## TEXT SECTION
□ □ □ □ □

Thank you for the review!

On Wed, Feb 16, 2022 at 9:14 PM Oliver Upton <oupton@google.com> wrote:
>
> On Sun, Feb 13, 2022 at 10:57:22PM -0800, Reiji Watanabe wrote:
> > This patch lays the groundwork to make ID registers writable.
> >
> > Introduce struct id_reg_info for an ID register to manage the
> > register specific control of its value for the guest, and provide set
> > of functions commonly used for ID registers to make them writable.
> >
> > The id_reg_info is used to do register specific initialization,
> > validation of the ID register and etc.  Not all ID registers must
> > have the id_reg_info. ID registers that don't have the id_reg_info
> > are handled in a common way that is applied to all ID registers.
> >
> > At present, changing an ID register from userspace is allowed only
> > if the ID register has the id_reg_info, but that will be changed
> > by the following patches.
> >
> > No ID register has the structure yet and the following patches
> > will add the id_reg_info for some ID registers.
> >
> > kvm_set_id_reg_feature(), which is introduced in this patch,
> > is going to be used by the following patch outsdie from sys_regs.c
>
> typo: outside

I will fix that.

>
> > when an ID register field needs to be updated.
> >
> > Signed-off-by: Reiji Watanabe <reijiw@google.com>
> > ---
> >  arch/arm64/include/asm/kvm_host.h |   1 +
> >  arch/arm64/include/asm/sysreg.h   |   1 +
> >  arch/arm64/kvm/sys_regs.c         | 280 ++++++++++++++++++++++++++++--
> >  3 files changed, 268 insertions(+), 14 deletions(-)

□ □ □ □ □

## SUPPLIED DATA

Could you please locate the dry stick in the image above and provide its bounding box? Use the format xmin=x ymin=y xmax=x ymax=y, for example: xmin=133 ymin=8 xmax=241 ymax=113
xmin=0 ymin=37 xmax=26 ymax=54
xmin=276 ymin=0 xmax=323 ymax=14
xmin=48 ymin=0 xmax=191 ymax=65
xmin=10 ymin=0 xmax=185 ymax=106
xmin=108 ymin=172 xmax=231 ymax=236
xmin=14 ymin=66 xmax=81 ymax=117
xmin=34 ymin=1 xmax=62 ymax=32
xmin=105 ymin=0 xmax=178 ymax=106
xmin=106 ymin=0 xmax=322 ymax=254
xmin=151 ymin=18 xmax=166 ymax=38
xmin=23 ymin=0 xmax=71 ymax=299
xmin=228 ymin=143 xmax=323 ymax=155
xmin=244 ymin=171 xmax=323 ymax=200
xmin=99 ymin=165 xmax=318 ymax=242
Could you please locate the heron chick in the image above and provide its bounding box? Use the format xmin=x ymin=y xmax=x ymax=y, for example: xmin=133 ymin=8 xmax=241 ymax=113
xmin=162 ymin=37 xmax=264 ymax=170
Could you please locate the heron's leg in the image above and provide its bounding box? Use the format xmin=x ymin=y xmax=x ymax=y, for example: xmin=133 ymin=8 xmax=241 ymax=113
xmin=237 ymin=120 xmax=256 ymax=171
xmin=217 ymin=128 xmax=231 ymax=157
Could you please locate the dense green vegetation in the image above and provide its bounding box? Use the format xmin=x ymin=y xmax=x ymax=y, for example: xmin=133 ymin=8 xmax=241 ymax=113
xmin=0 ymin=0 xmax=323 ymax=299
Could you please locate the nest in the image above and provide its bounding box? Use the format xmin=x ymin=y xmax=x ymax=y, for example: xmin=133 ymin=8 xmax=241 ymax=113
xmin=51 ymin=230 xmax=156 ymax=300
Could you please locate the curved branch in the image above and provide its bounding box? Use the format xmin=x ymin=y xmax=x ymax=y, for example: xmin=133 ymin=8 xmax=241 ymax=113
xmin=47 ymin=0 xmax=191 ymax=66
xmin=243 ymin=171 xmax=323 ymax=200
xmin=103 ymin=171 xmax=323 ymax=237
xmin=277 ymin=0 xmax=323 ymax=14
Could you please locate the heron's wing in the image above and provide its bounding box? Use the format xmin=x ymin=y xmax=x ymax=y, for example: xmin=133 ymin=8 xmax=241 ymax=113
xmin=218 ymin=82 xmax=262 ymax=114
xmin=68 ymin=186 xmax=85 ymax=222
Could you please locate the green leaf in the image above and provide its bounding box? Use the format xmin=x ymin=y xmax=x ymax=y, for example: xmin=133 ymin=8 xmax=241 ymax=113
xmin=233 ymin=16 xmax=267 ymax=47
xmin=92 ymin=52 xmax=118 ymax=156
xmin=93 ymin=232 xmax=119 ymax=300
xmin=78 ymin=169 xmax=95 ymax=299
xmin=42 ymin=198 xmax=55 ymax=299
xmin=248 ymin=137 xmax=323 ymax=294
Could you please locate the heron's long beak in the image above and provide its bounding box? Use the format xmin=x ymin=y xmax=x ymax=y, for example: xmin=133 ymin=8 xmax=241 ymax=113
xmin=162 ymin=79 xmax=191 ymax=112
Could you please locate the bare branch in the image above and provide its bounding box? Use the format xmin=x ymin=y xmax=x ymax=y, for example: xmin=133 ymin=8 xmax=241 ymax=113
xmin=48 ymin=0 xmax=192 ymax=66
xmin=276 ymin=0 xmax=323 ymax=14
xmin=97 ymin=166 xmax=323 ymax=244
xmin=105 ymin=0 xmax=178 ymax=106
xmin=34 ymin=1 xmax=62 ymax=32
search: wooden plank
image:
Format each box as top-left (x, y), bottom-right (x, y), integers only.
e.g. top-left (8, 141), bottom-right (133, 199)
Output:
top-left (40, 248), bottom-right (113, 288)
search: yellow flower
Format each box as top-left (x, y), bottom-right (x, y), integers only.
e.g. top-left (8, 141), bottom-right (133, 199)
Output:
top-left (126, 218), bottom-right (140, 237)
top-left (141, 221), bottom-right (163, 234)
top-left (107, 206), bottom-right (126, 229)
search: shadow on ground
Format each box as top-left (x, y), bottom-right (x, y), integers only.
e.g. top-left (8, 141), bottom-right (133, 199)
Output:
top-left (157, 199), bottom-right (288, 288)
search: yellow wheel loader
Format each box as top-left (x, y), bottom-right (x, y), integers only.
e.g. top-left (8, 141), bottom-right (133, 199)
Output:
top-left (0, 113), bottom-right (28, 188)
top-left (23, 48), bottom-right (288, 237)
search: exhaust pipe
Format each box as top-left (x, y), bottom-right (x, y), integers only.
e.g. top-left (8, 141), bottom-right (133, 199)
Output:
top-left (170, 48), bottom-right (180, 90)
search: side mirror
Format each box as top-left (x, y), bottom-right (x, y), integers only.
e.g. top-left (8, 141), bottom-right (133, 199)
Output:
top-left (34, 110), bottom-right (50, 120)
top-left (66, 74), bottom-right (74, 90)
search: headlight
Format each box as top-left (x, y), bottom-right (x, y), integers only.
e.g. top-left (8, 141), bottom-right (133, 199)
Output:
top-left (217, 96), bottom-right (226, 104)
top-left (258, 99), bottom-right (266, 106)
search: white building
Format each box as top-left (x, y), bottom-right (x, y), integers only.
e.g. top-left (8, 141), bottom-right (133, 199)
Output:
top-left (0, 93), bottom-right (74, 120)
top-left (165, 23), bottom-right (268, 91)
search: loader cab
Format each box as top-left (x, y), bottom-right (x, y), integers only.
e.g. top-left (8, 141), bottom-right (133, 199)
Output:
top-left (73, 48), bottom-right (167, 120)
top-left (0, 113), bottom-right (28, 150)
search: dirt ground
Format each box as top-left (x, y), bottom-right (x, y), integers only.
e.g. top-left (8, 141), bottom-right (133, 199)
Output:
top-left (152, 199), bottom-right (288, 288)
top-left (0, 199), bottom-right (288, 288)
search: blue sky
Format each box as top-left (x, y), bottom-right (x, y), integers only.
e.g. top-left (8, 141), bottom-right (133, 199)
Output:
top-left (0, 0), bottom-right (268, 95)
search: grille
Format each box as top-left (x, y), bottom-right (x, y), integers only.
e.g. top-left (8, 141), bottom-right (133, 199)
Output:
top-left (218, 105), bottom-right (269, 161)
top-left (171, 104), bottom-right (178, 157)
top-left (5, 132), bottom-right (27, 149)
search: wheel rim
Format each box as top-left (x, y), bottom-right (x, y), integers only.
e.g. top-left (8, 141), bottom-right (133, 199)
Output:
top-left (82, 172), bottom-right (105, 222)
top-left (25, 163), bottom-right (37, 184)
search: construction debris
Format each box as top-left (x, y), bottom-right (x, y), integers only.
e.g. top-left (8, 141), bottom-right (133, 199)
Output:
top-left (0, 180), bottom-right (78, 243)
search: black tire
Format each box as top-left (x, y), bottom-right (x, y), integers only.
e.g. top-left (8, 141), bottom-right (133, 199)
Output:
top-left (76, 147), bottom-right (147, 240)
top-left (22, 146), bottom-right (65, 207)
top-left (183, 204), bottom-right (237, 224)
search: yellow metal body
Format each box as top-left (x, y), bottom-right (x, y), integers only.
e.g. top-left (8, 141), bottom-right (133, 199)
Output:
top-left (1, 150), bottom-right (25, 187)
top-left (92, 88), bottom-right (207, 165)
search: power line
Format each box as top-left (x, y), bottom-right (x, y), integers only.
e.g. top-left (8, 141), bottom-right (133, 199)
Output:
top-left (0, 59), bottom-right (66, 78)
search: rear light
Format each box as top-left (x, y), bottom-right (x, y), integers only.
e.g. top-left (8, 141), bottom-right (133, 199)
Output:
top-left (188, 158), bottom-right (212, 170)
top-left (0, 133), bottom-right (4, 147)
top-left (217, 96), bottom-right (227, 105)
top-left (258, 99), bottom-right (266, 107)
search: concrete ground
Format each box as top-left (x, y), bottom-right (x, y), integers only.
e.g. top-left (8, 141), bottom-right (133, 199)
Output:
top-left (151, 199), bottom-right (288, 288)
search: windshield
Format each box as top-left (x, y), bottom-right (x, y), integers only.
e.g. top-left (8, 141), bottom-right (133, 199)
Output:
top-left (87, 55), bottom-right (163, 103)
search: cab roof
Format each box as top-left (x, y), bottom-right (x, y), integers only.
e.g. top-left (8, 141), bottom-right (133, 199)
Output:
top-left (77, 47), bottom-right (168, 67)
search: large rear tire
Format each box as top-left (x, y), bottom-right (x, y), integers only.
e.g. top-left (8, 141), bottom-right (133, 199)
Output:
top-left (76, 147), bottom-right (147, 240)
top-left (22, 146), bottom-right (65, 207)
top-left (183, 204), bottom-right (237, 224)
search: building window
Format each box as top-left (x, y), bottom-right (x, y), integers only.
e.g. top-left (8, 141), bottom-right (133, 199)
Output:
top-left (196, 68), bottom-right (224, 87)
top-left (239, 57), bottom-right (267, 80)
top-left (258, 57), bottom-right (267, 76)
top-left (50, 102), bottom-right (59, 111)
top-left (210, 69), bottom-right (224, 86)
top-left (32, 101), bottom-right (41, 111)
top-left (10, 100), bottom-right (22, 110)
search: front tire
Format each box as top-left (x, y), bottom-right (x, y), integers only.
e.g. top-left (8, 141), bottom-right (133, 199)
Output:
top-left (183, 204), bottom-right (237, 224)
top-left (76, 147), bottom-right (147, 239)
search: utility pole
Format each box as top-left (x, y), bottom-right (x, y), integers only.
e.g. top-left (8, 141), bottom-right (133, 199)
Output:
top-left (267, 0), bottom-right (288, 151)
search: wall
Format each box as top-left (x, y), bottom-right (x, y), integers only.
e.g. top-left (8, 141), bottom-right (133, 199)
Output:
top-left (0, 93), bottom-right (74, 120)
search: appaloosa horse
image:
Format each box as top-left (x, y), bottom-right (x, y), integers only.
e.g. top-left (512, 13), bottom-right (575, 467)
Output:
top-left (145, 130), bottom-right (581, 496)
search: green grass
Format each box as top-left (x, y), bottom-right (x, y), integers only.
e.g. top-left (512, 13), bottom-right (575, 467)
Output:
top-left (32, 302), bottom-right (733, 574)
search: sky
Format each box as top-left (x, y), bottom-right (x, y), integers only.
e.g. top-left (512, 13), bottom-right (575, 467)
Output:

□ □ □ □ □

## THINGS TO DO
#1 Transcribe the part of the patch review starting with "I will fix that." and going on through "insertions(+), 14 deletions(-)".
#2 In the records, starting with the line with "search: wheel rim" and going on through the line with "top-left (25, 163), bottom-right (37, 184)", increase every coordinate in the answers by 92. Give only those lines again, requests included, with nothing else changed.

## RESULTS FOR THE EXERCISE
#1
I will fix that.

>
> > when an ID register field needs to be updated.
> >
> > Signed-off-by: Reiji Watanabe <reijiw@google.com>
> > ---
> >  arch/arm64/include/asm/kvm_host.h |   1 +
> >  arch/arm64/include/asm/sysreg.h   |   1 +
> >  arch/arm64/kvm/sys_regs.c         | 280 ++++++++++++++++++++++++++++--
> >  3 files changed, 268 insertions(+), 14 deletions(-)

#2
search: wheel rim
Format each box as top-left (x, y), bottom-right (x, y), integers only.
e.g. top-left (8, 141), bottom-right (133, 199)
Output:
top-left (174, 264), bottom-right (197, 314)
top-left (117, 255), bottom-right (129, 276)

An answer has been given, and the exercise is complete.